> _YOUR INSTRUCTIONS_:
Every record below is to be restated verbatim, though its images are not.

── DATASET EXCERPTS

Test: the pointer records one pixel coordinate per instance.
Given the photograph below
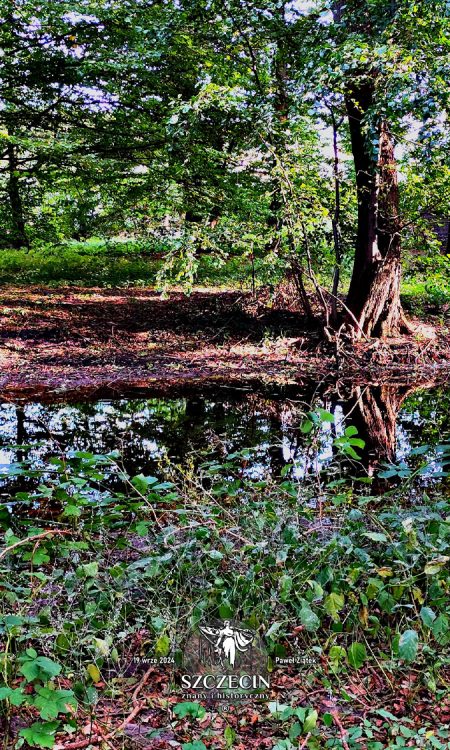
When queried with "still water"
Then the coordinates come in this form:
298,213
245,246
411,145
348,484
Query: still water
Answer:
147,431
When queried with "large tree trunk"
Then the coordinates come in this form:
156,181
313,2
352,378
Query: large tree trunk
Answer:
374,293
18,233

────

> _PROBLEM SOLUTION_:
Test: the pointer records one pixel coordinate per instance.
Given the photograph below
When queried with "still water"
Then the coordinates come in this form:
298,213
245,246
411,145
348,484
Query: still water
Answer:
147,431
When queried with "large tree trunk"
Then the coordinates come in this form:
156,181
313,2
352,378
Query: large tree trunk
Answer:
374,293
18,233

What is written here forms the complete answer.